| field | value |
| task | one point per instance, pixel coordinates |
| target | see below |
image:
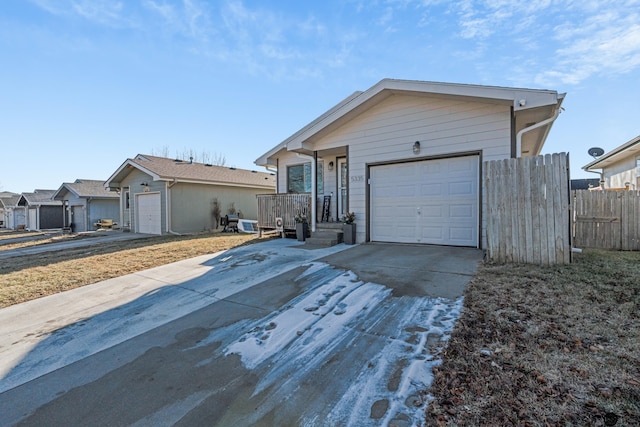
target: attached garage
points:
(149, 213)
(429, 201)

BRIEF: Your copy must begin at the line containing "see below |" and end at the last line of the material above. Reproduce each line exactly, but not the pictures.

ANSWER TO THIS PROBLEM:
| target | see below |
image:
target: attached garage
points:
(149, 213)
(429, 201)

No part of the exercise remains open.